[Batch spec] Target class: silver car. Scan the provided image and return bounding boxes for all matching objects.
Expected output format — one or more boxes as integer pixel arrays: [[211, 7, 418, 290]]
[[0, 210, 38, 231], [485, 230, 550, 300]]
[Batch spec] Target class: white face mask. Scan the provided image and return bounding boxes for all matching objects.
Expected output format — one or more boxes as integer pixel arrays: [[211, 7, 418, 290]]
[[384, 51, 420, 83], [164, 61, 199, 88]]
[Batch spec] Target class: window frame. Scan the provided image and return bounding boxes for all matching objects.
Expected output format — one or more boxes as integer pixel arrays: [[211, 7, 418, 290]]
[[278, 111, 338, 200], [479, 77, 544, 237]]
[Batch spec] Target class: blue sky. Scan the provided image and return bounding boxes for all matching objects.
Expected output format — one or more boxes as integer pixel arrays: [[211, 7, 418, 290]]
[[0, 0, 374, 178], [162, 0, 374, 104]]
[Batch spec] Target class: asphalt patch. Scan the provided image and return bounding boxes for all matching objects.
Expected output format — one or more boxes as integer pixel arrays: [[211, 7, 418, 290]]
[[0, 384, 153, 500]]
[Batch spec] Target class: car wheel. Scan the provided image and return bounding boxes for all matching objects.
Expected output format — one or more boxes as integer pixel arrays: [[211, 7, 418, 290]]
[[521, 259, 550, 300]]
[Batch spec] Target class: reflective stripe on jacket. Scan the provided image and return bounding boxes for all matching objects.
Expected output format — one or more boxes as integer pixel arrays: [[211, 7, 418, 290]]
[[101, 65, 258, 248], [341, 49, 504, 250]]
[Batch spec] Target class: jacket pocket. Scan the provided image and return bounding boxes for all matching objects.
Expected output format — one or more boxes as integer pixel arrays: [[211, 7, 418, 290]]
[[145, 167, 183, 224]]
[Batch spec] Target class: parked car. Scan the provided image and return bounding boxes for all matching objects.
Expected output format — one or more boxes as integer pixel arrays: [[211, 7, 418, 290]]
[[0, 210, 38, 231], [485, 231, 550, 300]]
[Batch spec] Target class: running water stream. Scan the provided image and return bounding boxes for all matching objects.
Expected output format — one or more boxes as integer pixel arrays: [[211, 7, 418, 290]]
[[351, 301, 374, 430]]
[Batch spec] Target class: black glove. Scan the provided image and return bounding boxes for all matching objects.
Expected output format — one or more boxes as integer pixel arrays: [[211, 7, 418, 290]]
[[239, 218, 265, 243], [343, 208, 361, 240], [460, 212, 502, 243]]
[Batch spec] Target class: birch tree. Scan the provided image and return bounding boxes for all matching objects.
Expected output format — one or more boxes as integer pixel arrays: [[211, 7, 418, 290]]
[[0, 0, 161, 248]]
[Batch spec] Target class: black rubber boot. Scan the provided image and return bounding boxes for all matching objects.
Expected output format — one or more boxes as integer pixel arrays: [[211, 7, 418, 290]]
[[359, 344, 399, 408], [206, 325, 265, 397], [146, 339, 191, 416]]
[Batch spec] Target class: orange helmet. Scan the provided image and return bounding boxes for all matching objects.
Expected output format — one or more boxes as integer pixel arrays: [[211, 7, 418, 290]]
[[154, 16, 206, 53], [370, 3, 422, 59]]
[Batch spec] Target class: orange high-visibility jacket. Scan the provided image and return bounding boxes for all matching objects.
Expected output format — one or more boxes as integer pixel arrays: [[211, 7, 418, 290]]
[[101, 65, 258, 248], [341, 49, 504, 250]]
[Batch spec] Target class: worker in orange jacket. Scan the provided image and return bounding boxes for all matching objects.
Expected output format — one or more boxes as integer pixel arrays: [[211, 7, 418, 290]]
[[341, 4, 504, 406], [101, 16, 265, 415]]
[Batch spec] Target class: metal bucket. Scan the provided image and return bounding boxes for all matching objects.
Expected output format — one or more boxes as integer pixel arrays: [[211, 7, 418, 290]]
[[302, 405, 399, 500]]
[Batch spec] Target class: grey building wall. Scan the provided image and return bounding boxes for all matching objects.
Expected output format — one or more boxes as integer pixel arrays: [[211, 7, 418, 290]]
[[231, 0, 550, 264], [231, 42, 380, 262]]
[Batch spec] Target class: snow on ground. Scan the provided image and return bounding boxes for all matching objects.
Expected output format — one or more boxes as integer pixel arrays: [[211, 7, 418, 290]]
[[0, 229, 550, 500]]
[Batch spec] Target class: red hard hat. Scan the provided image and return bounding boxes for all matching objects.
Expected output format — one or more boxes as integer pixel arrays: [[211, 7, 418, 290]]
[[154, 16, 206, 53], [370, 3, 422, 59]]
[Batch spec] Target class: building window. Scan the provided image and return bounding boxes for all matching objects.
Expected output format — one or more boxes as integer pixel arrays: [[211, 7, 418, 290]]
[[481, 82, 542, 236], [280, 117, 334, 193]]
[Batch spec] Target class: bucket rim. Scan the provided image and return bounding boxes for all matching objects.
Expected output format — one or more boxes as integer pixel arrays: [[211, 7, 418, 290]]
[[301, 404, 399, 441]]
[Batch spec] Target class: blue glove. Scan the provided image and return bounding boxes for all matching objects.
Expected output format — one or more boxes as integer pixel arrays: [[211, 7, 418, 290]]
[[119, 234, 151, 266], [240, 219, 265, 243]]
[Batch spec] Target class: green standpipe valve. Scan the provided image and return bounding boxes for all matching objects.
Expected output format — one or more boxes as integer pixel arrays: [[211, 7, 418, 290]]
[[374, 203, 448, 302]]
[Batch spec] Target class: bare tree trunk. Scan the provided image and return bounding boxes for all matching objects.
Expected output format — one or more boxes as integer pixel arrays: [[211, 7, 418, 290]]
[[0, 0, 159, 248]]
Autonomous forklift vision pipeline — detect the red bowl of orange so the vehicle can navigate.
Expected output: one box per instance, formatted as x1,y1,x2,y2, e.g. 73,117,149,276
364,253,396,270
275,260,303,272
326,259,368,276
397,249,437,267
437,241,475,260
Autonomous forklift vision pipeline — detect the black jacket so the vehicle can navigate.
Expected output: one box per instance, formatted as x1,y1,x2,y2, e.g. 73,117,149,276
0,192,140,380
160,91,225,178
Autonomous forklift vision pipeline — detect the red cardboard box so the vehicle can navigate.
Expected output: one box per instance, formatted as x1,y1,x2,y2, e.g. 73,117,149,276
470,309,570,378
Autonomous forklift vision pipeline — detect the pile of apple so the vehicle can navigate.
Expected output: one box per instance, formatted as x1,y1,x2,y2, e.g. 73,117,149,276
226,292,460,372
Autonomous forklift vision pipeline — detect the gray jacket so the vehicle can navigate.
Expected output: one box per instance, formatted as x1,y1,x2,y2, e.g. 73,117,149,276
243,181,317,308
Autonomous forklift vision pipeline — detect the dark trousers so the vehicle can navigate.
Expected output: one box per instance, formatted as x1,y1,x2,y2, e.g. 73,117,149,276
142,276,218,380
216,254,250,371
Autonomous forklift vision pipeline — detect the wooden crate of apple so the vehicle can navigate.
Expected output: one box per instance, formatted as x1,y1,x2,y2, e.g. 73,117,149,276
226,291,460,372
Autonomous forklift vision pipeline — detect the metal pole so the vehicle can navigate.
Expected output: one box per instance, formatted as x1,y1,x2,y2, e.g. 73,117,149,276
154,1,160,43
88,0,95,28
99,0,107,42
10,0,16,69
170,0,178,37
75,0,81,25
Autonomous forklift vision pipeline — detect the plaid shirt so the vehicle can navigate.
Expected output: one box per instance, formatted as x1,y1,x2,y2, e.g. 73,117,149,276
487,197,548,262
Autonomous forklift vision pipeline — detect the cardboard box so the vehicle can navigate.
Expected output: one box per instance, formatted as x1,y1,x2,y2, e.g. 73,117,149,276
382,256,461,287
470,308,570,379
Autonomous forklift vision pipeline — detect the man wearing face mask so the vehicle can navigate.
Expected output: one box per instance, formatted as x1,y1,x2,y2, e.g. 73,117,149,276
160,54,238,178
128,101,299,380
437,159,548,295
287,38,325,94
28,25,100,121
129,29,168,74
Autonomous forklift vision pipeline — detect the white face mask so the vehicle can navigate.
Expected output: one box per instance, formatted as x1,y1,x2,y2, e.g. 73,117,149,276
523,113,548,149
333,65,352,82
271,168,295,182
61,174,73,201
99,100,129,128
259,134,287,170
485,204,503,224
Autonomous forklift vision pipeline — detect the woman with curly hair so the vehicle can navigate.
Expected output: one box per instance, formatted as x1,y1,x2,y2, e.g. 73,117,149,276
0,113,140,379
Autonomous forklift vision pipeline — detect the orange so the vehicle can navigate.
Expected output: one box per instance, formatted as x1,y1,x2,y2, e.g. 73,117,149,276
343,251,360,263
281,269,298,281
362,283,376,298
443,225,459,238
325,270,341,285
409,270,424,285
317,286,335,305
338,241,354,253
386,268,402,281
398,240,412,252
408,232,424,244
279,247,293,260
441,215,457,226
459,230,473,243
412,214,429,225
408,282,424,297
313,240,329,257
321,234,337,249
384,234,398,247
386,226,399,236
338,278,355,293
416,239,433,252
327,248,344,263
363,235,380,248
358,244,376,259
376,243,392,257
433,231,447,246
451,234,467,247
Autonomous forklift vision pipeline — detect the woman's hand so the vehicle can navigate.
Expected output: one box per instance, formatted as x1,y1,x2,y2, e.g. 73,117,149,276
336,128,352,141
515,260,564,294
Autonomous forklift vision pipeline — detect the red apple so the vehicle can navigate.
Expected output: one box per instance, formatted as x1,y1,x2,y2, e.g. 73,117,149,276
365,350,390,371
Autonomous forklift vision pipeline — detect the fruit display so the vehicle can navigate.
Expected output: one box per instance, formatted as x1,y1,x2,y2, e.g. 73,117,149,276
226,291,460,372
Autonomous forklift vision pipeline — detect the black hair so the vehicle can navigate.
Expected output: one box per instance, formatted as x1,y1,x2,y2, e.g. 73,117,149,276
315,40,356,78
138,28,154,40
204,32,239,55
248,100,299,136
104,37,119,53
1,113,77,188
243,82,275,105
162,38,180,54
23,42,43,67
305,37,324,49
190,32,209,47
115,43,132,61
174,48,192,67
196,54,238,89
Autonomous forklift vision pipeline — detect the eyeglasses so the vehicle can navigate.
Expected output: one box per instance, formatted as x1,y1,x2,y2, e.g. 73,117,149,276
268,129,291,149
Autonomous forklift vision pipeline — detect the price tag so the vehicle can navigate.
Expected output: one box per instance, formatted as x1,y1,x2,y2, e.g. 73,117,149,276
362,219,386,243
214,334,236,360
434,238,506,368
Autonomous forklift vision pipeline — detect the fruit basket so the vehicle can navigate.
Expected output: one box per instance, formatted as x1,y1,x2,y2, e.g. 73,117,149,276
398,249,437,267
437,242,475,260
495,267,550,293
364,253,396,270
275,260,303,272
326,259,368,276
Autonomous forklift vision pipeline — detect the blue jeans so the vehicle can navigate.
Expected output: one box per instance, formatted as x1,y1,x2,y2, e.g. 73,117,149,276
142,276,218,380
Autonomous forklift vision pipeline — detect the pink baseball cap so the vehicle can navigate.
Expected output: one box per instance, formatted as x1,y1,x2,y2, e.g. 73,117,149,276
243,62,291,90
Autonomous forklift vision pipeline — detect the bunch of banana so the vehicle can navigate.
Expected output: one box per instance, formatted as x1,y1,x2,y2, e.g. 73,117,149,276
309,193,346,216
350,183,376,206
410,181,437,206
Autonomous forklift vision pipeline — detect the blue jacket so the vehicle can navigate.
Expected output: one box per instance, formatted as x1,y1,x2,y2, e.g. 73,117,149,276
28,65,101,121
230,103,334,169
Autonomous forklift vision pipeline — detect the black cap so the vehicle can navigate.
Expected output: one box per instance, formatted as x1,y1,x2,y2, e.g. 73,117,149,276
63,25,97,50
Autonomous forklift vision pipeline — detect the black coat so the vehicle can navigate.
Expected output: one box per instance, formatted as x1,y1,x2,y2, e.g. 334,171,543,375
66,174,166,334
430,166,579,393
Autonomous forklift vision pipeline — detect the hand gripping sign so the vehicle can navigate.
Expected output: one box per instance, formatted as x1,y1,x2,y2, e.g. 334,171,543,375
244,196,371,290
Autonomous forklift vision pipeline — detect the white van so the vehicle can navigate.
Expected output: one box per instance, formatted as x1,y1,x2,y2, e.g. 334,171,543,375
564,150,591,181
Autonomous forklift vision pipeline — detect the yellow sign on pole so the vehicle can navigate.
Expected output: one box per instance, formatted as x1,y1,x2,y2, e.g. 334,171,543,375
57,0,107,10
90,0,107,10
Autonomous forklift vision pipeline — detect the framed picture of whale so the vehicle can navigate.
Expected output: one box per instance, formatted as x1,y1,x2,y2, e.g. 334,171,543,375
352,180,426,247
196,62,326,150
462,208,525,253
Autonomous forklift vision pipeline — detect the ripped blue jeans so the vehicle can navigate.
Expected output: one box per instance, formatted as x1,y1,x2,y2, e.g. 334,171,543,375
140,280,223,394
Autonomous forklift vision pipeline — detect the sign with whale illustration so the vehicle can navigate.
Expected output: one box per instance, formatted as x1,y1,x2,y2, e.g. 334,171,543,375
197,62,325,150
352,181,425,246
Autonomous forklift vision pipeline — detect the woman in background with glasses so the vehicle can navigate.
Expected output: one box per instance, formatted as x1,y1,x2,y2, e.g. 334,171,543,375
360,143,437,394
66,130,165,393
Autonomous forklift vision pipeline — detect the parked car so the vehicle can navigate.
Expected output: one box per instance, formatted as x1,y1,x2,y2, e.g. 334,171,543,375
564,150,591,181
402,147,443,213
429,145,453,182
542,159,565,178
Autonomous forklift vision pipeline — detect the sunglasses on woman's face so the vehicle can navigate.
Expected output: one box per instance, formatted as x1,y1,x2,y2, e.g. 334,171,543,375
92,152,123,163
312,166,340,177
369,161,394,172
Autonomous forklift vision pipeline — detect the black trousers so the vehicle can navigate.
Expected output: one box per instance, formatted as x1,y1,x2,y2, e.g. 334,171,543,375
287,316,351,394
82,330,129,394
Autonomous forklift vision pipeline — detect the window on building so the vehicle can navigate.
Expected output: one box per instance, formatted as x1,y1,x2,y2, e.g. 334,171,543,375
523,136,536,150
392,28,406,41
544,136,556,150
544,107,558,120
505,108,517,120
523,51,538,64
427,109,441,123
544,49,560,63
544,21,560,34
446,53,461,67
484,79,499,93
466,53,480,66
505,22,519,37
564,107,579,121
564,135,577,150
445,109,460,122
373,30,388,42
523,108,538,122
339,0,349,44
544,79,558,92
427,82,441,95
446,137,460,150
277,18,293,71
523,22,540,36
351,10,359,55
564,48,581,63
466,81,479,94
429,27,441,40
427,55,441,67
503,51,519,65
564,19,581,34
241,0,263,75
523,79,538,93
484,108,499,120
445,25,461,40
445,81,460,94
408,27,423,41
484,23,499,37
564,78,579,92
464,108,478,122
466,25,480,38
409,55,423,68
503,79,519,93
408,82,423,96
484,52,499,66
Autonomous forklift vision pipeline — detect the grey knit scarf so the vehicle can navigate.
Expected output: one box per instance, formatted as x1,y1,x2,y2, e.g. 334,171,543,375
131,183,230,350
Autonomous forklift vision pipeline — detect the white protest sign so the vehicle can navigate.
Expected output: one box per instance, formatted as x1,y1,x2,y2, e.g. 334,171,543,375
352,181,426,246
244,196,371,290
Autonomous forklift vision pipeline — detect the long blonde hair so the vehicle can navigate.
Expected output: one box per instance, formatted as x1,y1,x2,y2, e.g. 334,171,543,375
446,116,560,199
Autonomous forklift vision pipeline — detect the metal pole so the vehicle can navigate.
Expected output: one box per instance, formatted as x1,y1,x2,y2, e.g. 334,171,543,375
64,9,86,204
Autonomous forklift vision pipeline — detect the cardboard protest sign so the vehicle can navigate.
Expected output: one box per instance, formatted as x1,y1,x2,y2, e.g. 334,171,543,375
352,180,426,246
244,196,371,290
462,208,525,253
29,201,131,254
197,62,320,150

● ● ●

Instruction: Copy word for word the lines in the items above, starting with the line containing "Autonomous forklift vision pipeline — detect the yellow" and going on through the line containing "90,0,107,10".

Answer to this problem:
Autonomous forklift vision pipeline — detect the yellow sign on pole so the vehicle can navigate.
Expected output: one box per instance, formatted as x1,y1,x2,y2, e.g. 334,171,543,375
57,0,107,10
90,0,107,10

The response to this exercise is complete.